▸ THE PROBLEM: Copy out exactly the lines below that run from the one holding "Where can the wooden" to the one holding "Target: fan downrod", keeping both of those lines and no others.
******
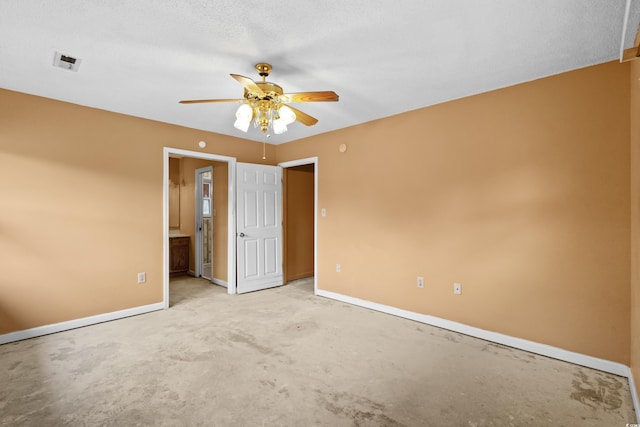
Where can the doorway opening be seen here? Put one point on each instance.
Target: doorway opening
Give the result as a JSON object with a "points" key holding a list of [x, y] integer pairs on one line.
{"points": [[181, 222], [300, 182], [205, 210]]}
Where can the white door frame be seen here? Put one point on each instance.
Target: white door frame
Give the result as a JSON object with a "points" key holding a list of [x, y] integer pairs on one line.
{"points": [[231, 228], [198, 211], [310, 161]]}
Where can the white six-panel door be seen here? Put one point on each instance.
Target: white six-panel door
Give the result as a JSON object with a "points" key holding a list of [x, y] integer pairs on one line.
{"points": [[259, 227]]}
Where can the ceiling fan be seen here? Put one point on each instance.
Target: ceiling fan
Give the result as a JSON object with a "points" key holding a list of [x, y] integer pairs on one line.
{"points": [[264, 103]]}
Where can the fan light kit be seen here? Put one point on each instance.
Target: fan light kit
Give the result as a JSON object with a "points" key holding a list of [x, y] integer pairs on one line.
{"points": [[264, 104]]}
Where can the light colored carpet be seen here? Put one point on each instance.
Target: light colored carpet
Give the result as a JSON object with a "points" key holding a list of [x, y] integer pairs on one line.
{"points": [[283, 357]]}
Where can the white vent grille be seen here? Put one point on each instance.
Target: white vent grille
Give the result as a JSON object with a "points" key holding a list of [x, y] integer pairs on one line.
{"points": [[66, 62]]}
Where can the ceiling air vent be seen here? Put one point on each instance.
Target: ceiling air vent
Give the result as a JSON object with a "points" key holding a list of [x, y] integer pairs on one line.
{"points": [[65, 61]]}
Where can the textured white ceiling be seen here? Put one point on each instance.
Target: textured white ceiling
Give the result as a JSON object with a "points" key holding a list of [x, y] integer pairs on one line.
{"points": [[382, 57]]}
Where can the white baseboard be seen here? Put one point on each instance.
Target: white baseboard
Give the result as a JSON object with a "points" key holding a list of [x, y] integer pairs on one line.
{"points": [[78, 323], [634, 396], [519, 343], [220, 282]]}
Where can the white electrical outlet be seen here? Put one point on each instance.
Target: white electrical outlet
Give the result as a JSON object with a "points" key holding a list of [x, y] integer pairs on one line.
{"points": [[457, 288]]}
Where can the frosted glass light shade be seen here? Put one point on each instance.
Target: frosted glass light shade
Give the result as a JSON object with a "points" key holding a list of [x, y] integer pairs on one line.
{"points": [[243, 117]]}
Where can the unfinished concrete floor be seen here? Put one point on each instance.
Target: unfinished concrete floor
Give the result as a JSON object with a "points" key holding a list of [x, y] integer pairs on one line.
{"points": [[283, 357]]}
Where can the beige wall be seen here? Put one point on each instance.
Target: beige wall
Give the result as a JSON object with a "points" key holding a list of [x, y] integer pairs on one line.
{"points": [[635, 221], [520, 194], [188, 167], [81, 207], [299, 222]]}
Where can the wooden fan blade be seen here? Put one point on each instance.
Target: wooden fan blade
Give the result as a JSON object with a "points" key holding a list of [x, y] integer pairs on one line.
{"points": [[249, 84], [304, 118], [324, 96], [200, 101]]}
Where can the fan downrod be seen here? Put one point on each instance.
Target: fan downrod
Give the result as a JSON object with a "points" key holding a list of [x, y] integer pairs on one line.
{"points": [[263, 69]]}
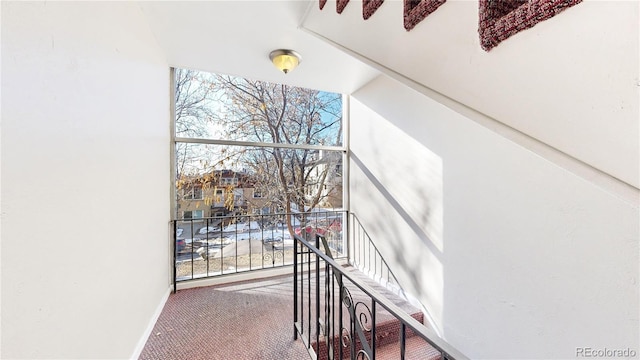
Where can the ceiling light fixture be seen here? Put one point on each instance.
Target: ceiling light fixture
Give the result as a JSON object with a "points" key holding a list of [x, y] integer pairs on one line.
{"points": [[285, 60]]}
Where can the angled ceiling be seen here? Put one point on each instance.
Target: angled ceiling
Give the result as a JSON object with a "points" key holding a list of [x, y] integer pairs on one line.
{"points": [[236, 37]]}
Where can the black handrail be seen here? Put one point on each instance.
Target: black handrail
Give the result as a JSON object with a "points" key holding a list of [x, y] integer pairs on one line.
{"points": [[362, 326], [268, 247], [361, 241]]}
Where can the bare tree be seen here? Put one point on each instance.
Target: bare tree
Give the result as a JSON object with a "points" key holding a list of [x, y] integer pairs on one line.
{"points": [[274, 113]]}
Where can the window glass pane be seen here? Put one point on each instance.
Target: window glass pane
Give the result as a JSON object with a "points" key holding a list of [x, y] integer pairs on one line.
{"points": [[234, 180], [223, 107]]}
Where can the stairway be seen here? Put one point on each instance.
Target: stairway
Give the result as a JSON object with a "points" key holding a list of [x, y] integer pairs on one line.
{"points": [[387, 329]]}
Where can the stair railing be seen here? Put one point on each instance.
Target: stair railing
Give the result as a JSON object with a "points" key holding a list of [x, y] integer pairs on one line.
{"points": [[365, 256], [337, 316]]}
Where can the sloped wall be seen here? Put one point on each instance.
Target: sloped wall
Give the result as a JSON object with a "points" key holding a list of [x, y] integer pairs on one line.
{"points": [[514, 256], [85, 179], [571, 81]]}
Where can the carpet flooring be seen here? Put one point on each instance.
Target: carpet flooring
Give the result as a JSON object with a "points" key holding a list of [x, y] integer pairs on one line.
{"points": [[248, 320]]}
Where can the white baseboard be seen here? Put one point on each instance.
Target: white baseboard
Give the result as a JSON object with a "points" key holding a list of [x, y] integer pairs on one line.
{"points": [[152, 322]]}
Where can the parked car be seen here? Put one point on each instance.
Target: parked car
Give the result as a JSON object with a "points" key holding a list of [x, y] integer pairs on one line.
{"points": [[242, 227], [208, 230], [180, 244]]}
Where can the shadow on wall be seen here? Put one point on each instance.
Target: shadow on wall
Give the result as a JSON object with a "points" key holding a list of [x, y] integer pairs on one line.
{"points": [[404, 215]]}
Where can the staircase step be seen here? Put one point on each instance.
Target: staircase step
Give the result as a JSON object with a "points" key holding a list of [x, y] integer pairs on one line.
{"points": [[415, 349], [387, 327]]}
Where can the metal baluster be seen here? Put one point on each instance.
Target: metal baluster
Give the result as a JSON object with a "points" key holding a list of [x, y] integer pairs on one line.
{"points": [[402, 340], [175, 256], [373, 329], [317, 297], [295, 290], [191, 248]]}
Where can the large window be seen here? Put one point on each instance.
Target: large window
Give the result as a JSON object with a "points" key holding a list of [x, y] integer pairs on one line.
{"points": [[242, 145]]}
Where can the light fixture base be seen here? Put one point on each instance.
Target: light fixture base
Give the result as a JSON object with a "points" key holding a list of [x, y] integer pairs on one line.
{"points": [[285, 60]]}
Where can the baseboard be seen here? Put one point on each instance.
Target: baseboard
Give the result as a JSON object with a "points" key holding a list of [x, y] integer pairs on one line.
{"points": [[152, 322]]}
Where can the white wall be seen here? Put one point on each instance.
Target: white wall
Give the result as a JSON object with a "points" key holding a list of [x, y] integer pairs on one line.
{"points": [[570, 82], [530, 261], [85, 179]]}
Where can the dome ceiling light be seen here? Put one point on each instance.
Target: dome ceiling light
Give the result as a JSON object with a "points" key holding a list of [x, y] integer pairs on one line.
{"points": [[285, 60]]}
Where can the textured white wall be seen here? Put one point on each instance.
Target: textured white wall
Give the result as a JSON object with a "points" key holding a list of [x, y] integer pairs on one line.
{"points": [[85, 179], [570, 81], [531, 261]]}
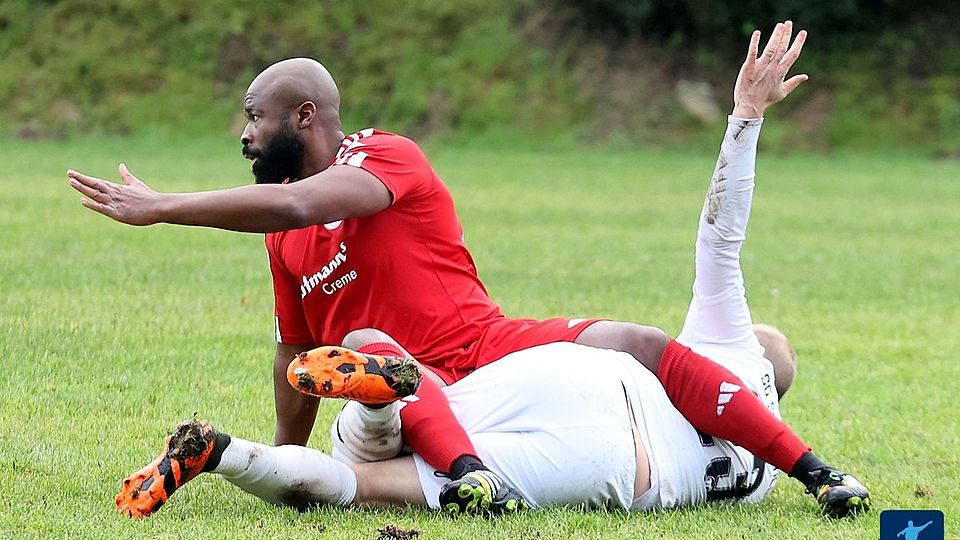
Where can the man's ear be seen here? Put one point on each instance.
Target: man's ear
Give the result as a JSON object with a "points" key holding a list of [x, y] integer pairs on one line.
{"points": [[306, 114]]}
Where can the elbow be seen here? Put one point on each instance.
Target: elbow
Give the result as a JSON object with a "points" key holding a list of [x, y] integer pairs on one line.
{"points": [[297, 213]]}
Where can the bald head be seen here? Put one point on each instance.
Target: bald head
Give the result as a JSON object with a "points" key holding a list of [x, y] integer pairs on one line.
{"points": [[293, 121], [291, 82], [780, 353]]}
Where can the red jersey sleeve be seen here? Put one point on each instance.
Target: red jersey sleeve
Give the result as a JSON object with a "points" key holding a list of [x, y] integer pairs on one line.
{"points": [[290, 322], [395, 160]]}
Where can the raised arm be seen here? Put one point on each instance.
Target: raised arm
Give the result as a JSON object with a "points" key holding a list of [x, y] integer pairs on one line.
{"points": [[336, 193]]}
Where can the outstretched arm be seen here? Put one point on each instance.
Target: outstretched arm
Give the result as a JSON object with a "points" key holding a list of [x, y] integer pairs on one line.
{"points": [[338, 192], [719, 313]]}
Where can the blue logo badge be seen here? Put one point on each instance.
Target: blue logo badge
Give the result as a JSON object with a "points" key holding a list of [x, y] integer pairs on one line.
{"points": [[911, 525]]}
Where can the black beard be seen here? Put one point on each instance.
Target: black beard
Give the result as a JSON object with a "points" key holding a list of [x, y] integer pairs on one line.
{"points": [[281, 159]]}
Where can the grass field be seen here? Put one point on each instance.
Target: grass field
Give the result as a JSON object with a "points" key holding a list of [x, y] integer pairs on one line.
{"points": [[110, 334]]}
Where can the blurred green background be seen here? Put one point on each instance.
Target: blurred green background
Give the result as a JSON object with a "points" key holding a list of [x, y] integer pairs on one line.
{"points": [[885, 73]]}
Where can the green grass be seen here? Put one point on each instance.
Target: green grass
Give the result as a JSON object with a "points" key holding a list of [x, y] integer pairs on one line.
{"points": [[110, 334]]}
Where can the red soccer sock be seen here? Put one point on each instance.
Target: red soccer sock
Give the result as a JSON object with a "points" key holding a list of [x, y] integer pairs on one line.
{"points": [[694, 384], [427, 424]]}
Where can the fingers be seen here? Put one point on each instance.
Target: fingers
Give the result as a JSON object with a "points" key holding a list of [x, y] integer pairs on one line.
{"points": [[792, 83], [88, 181], [126, 176], [96, 207], [786, 32], [752, 49], [791, 56], [86, 190], [771, 48]]}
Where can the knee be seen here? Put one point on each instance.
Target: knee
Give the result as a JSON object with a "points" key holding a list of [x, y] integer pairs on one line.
{"points": [[645, 343], [356, 339]]}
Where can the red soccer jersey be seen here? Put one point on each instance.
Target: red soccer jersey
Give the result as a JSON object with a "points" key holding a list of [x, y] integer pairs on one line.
{"points": [[404, 270]]}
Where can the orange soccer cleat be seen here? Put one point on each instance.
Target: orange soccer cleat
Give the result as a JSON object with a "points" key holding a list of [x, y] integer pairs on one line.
{"points": [[183, 457], [341, 373]]}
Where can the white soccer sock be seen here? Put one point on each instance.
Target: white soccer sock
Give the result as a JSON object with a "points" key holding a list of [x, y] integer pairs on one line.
{"points": [[287, 475], [363, 434]]}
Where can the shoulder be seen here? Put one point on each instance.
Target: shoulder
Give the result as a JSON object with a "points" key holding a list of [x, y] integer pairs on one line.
{"points": [[382, 143]]}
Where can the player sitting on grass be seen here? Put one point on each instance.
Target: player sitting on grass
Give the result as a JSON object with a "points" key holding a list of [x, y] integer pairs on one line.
{"points": [[365, 235], [607, 436]]}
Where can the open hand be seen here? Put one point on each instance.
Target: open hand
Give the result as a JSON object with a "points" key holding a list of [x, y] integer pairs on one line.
{"points": [[761, 80], [131, 202]]}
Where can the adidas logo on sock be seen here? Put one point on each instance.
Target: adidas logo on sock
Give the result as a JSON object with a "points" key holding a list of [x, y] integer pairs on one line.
{"points": [[727, 390]]}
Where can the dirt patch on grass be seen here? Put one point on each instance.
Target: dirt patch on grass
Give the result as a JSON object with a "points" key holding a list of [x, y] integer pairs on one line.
{"points": [[392, 532]]}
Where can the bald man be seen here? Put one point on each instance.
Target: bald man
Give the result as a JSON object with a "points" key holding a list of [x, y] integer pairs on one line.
{"points": [[362, 233]]}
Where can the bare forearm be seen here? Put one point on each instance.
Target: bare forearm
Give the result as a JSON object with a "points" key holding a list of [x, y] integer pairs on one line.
{"points": [[256, 208]]}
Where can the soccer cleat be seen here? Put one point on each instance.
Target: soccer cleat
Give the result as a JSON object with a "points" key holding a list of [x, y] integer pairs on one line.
{"points": [[838, 493], [336, 372], [183, 457], [481, 492]]}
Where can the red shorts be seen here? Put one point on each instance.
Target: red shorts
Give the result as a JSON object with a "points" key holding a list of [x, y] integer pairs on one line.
{"points": [[505, 336]]}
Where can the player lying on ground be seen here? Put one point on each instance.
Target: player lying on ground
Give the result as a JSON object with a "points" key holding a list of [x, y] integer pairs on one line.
{"points": [[563, 423], [369, 238]]}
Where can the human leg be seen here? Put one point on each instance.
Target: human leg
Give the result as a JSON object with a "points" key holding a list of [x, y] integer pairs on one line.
{"points": [[287, 475], [430, 428]]}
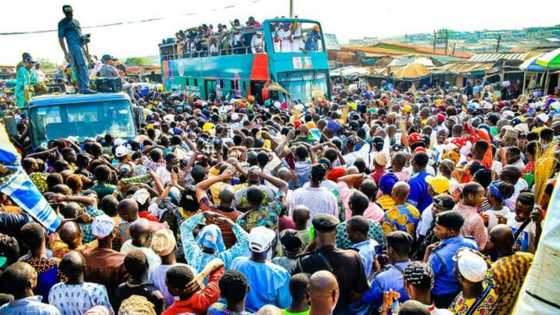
******
▸ SOLUTION TO THIS PROBLEM:
Where can the wooden fan blade be seen here? Put one point on each instance.
Target: wooden fan blade
Give the result as a JSON object with a "points" key holding a list of [x, y] integer pairs on one line.
{"points": [[249, 84], [304, 118], [324, 96], [200, 101]]}
Where can the fan downrod be seen here? Put one point on each instance.
Target: fan downrod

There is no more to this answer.